**What you are asked to do:** Rewrite all the items, substituting "labeled fields" for "named fields" wherever it occurs and keeping everything else the same.

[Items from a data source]
^^^^^^^^

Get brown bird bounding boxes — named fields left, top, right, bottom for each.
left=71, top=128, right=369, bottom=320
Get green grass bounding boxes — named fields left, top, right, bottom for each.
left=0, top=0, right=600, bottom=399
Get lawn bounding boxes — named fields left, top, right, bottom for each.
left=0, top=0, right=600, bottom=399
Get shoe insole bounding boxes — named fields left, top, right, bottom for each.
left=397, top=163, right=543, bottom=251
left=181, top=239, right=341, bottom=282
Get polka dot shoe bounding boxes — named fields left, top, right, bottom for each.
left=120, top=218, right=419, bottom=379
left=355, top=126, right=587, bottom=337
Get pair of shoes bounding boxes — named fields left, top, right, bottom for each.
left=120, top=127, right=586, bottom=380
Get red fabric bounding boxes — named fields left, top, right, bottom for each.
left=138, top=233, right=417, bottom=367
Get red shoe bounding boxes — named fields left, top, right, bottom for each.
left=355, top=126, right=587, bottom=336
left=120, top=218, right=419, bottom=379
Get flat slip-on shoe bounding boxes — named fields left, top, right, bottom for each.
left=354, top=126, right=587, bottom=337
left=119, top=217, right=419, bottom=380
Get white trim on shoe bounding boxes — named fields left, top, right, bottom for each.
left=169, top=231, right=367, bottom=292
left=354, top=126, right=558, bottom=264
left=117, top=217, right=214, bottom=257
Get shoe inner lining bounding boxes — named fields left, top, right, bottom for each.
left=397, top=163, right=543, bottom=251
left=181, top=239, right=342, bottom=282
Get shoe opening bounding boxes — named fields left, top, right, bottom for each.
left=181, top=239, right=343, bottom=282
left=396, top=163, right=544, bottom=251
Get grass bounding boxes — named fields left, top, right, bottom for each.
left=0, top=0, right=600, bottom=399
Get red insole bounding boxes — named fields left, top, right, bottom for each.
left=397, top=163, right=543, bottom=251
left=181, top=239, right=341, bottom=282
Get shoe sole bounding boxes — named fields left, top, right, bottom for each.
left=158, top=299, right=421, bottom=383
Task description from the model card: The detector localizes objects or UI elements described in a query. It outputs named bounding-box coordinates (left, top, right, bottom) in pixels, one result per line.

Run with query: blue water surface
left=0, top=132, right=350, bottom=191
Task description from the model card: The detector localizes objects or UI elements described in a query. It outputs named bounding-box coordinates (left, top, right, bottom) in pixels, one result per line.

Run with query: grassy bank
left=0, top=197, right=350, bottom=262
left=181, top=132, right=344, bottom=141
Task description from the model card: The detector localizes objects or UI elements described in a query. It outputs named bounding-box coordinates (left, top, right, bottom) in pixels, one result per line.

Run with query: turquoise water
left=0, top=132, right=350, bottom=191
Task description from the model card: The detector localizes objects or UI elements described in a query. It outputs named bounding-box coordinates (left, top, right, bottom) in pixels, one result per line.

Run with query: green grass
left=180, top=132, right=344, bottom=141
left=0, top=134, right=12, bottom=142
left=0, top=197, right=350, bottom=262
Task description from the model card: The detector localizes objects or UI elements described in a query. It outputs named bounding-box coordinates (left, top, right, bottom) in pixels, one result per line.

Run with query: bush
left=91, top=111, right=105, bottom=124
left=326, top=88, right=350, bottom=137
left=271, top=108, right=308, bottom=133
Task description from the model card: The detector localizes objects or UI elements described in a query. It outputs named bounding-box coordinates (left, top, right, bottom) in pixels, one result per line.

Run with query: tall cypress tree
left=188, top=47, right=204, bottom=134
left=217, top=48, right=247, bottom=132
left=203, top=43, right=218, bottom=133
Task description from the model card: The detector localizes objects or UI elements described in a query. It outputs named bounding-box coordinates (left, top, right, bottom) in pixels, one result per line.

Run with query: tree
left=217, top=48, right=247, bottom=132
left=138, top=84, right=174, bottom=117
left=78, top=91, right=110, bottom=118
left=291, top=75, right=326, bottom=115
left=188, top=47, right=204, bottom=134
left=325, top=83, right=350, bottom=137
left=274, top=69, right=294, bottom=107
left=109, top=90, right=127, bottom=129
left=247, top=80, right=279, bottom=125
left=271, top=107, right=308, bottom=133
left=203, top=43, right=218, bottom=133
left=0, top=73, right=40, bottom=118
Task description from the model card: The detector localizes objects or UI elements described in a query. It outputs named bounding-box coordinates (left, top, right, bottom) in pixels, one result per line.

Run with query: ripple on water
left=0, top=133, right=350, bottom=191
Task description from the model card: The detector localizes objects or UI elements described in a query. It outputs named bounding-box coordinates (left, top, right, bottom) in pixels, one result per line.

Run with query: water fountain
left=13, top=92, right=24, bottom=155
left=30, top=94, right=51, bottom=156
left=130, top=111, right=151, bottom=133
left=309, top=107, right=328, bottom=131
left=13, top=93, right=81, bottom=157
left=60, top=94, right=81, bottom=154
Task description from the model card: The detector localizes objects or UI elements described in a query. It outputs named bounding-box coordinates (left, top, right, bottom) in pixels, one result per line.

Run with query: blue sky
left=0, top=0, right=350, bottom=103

^^^^^^^^

**Task result:**
Get brown bird bounding boxes — labeled fields left, top, right, bottom for each.
left=71, top=128, right=369, bottom=320
Get green grass bounding boxes — labeled fields left, top, right, bottom for each.
left=0, top=0, right=600, bottom=399
Get lawn bounding boxes — labeled fields left, top, right, bottom for each.
left=0, top=0, right=600, bottom=399
Get shoe insole bounding boxes — labeled fields left, top, right, bottom for each.
left=397, top=163, right=543, bottom=251
left=181, top=239, right=341, bottom=282
Get polka dot shoe bounding boxes — labeled fields left, top, right, bottom for each.
left=120, top=218, right=419, bottom=379
left=355, top=126, right=587, bottom=337
Get pair of shoes bounding boxes — labeled fields left, top, right, bottom for each.
left=120, top=127, right=586, bottom=380
Get red fabric bounding boxes — labeled fields left, top, right, bottom for each.
left=138, top=233, right=417, bottom=367
Get red shoe bounding boxes — labeled fields left, top, right, bottom for each.
left=355, top=126, right=587, bottom=336
left=120, top=218, right=419, bottom=379
Get flat slip-on shoe bounding boxes — labeled fields left, top, right, bottom for each.
left=354, top=126, right=587, bottom=337
left=119, top=217, right=419, bottom=380
Get white trim on shoe bounding boxes — labeled fields left, top, right, bottom for each.
left=169, top=231, right=367, bottom=292
left=354, top=126, right=558, bottom=264
left=117, top=217, right=214, bottom=257
Get shoe inner lining bounding boxes — labeled fields left, top, right, bottom for each.
left=397, top=163, right=543, bottom=251
left=181, top=239, right=342, bottom=282
Get shoe opening bounding boxes — labeled fields left, top, right, bottom for each.
left=181, top=239, right=343, bottom=282
left=396, top=163, right=544, bottom=251
Get grass bounding boxes — labeled fields left, top, right, bottom for each.
left=0, top=0, right=600, bottom=399
Get red insole bounding boxes — labeled fields left, top, right, bottom for each.
left=397, top=163, right=543, bottom=251
left=181, top=239, right=341, bottom=282
Get shoe sole bounding boxes — labeled fields left, top, right, bottom for each.
left=158, top=299, right=421, bottom=383
Task description from the model card: The detector localizes objects or UI elements described in a query. It outputs named bounding-box coordinates (left, top, right, bottom) in pixels, one result per line.

Run with query: blue water surface
left=0, top=132, right=350, bottom=191
Task description from the model card: The detector localizes objects or UI elements described in a query. It outputs named bounding-box coordinates (left, top, right, bottom) in pixels, one result per line.

Run with query: grassy bank
left=0, top=197, right=350, bottom=262
left=181, top=132, right=344, bottom=141
Task description from the model card: The detector localizes objects or UI elements described in a query. It outputs named bounding-box coordinates (left, top, right, bottom) in pixels, one result per line.

Run with query: turquoise water
left=0, top=132, right=350, bottom=191
Task description from the model card: The detector localizes objects or UI elements described in a query. It outputs named bounding-box coordinates (left, top, right, bottom) in pixels, one result per line.

Run with query: green grass
left=180, top=132, right=344, bottom=141
left=0, top=134, right=12, bottom=142
left=0, top=197, right=350, bottom=262
Task description from the model card: The detector localizes objects or UI elements described in a query. It outputs named bounding-box coordinates (left, top, right, bottom) in pixels, one result per line.

Run with query: bush
left=91, top=111, right=105, bottom=124
left=326, top=88, right=350, bottom=137
left=271, top=108, right=308, bottom=133
Task description from the model card: The detector localizes objects or UI elements described in a query. It outputs named bounding-box coordinates (left, top, right, bottom) in pixels, one result per line.

Run with query: tall cypress tree
left=188, top=47, right=204, bottom=134
left=217, top=48, right=247, bottom=132
left=203, top=43, right=218, bottom=133
Task description from the model card: The detector localizes objects or UI elements described in a query. It outputs named bounding-box coordinates (left, top, right, bottom) in pixels, one result per line.

Run with query: tree
left=217, top=48, right=247, bottom=132
left=138, top=84, right=174, bottom=117
left=78, top=91, right=110, bottom=118
left=291, top=75, right=326, bottom=115
left=188, top=47, right=204, bottom=134
left=325, top=83, right=350, bottom=137
left=274, top=69, right=294, bottom=107
left=109, top=90, right=127, bottom=129
left=247, top=80, right=279, bottom=125
left=271, top=107, right=308, bottom=133
left=203, top=43, right=218, bottom=133
left=0, top=73, right=40, bottom=118
Task description from the model card: The detector localizes objects or UI elements described in a query. It outputs named bounding-box coordinates (left, top, right, bottom) in pixels, one result per line.

Run with query: ripple on water
left=0, top=133, right=350, bottom=191
Task description from the model card: The detector localizes objects or UI elements described in a query. It outputs named bounding-box coordinates (left, top, right, bottom) in pixels, one result per line.

Run with query: water fountain
left=13, top=92, right=24, bottom=155
left=30, top=94, right=51, bottom=156
left=130, top=111, right=151, bottom=133
left=309, top=107, right=328, bottom=131
left=13, top=93, right=81, bottom=157
left=60, top=94, right=81, bottom=154
Task description from the model card: The detector localizes objects or UI elements described in a query. It outputs named bounding-box coordinates (left, top, right, bottom) in pixels, one result per line.

Run with query: blue sky
left=0, top=0, right=350, bottom=103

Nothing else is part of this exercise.